Three Community Action Agencies will partner with their local Departments of Social Services and with Reginald Cox, Office of Children and Family Services consultant, to pilot a Fatherhood Connection program across the Western Southern Tier of New York State. The goal is to create a sustainable and researched-based initiative to engage men as father figures in the lives of their children, stepchildren, or grandchildren.  In order to achieve both short-term and long-term health and social impacts, direct service to fathers and families, training of facilitators, and research for longitudinal validation will occur. Two 13-week Fatherhood Connection groups will be facilitated across the three-county area, engaging both father figures and new facilitators from each CAA who will be trained to continue the facilitation of the groups into the future.

Local Need Addressed

The poverty rate for families with female headed households with no husband or similar male figure present stands at 29.7%. When these same female-headed households have children under 18, the poverty rate increases to 47.6% (over 4 times the rate in married couple families), and for those same households with children less than 5 years of age, the poverty rate explodes to 62.1%.

┄┄┄┄┄┄┄┄┄┄┄┄┄┄┄┄┄┄┄┄

- _PROBLEMS TO WORK ON_:
**a.** Copy the passage on the Fatherhood Connection program word for word, starting with "Three Community Action" and going on through "into the future.".
**b.** In the passage on the Fatherhood Connection program, what poverty rate is given for female-headed households with children under 5 years of age?

┄┄┄┄┄┄┄┄┄┄┄┄┄┄┄┄┄┄┄┄

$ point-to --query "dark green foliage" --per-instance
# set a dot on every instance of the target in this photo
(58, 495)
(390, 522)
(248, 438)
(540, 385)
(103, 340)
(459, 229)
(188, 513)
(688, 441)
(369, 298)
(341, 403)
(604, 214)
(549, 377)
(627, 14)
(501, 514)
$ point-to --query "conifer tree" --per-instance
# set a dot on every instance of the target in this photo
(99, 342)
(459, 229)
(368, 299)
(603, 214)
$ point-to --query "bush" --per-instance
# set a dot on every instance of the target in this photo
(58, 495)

┄┄┄┄┄┄┄┄┄┄┄┄┄┄┄┄┄┄┄┄

- _SOLUTIONS BELOW_:
**a.**
Three Community Action Agencies will partner with their local Departments of Social Services and with Reginald Cox, Office of Children and Family Services consultant, to pilot a Fatherhood Connection program across the Western Southern Tier of New York State. The goal is to create a sustainable and researched-based initiative to engage men as father figures in the lives of their children, stepchildren, or grandchildren.  In order to achieve both short-term and long-term health and social impacts, direct service to fathers and families, training of facilitators, and research for longitudinal validation will occur. Two 13-week Fatherhood Connection groups will be facilitated across the three-county area, engaging both father figures and new facilitators from each CAA who will be trained to continue the facilitation of the groups into the future.

**b.** 62.1%